TAREFAS A REALIZAR:
1. Responda com base no trecho para leitura:
(a) Em que ano quem narra morava no Recife?
(b) Que boate Mourão sugeriu para comemorar o encontro?
(c) Quantos policiais estavam no jipe que parou na saída da galeria?
2. Diga se cada afirmação concorda com o trecho para leitura e cite as palavras dele que decidem:
(a) A cantora aceitou sentar-se à mesa durante o intervalo.
(b) O grupo saiu da boate assim que o garçom trouxe a conta.
(c) Na hora da prisão, quem narra se apresentou como tenente da Marinha.

TRECHO PARA LEITURA:
══════════════════════════════
Certa vez o Mourão jogava num time do Recife, a torcida adversária pegou no pé do Negão, xingando, gritando, “é esse!” incentivando ao adversário dar cacetada. Num lance infeliz Mourão caiu, foi vaiado pela torcida. Cabeça quente, levantou-se, segurou no calção, balançou os quibas para torcida. Era jogo televisionado, Mourão teve que se explicar na Delegacia.
Quando eu morava no Recife, 1966, depois do namoro bem comportado, juntava-me ao irmão Quico para a ronda noturna nas baladas. Certa noite encontramos Mourão. Imensa alegria, aquele abraço. Era preciso comemorar o encontro, tomar uma cerveja. Mourão deu a idéia: Boate Flamboyant, na galeria do Edifício Walfrido Antunes, onde fomos certa vez com seu amigo, cantor Agostinho do Santos.
Sentamos numa mesa de pista, pedimos “cuba-libre”, ouvindo a bonita cantora arrasar com músicas de sucesso. Ela atendeu nossos pedidos, “Felicidade”, “Apelo”, “Chega de Saudade.” No intervalo a cantora aceitou o convite, sentou-se à nossa mesa. Estávamos num papo agradável, os 3 amigos paquerando a menina, ela sorria para todos, entretanto, era notória sua preferência por Mourão. De repente um bêbado achegou-se à nossa mesa, falou alto com a cantora, mandando se levantar e esperá-lo na cozinha. Era o proprietário da boate, tinha um caso e pensava que era proprietário também da bonita artista. Estava bêbado, com ciúme ou com despeito, coisa de corno, tentava tirar a moça bonita de nossa descontraída e bem humorada conversa. O Bêbado insistente segurou-a pelo braço. Mourão, como um cavalheiro, levantou-se e falou educadamente para o cidadão.
– “Meu senhor, a moça está em nossa companhia, ela só sai daqui se quiser, seja quem for o senhor.”
O dono da boate voltou para o balcão. A moça nos pediu desculpas foi conversar com seu patrão. De repente, o garçom trouxe a conta pedindo para que nós pagássemos e que nos retirássemos da boate por ordem do dono, ameaçando chamar a polícia. Como éramos inocentes, nesse caso, não saímos, ficamos esperando a polícia chegar. Depois de quase uma hora de espera pagamos a conta, nos retiramos.
Ao sairmos da galeria, parou um jipe com quatro policiais civis, armados. Entraram na boate. Dispersamo-nos, cada qual tomou rua diferente. No momento que parei um táxi, freou o jipe junto a mim, descerem quatro homens armados gritando, eu estava preso. Conhecendo esse tipo de policial, pedi calma, falei que era tenente do Exército, tinha que ser ouvido, além de tudo prerrogativa no caso de prisão, ser feita pela Polícia do Exército. O policial foi taxativo:
– Tenente pôrra nenhuma! Vai preso agora, seu merda! Suba!
══════════════════════════════
MATERIAL FORNECIDO:
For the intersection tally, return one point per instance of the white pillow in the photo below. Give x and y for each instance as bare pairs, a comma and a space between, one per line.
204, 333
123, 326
══════════════════════════════
RESPOSTAS POR TAREFA:
1.
(a) Em 1966.
(b) A Boate Flamboyant, na galeria do Edifício Walfrido Antunes.
(c) Quatro policiais civis, armados.

2.
(a) Sim: "No intervalo a cantora aceitou o convite, sentou-se à nossa mesa."
(b) Não: "Depois de quase uma hora de espera pagamos a conta, nos retiramos."
(c) Não: "falei que era tenente do Exército"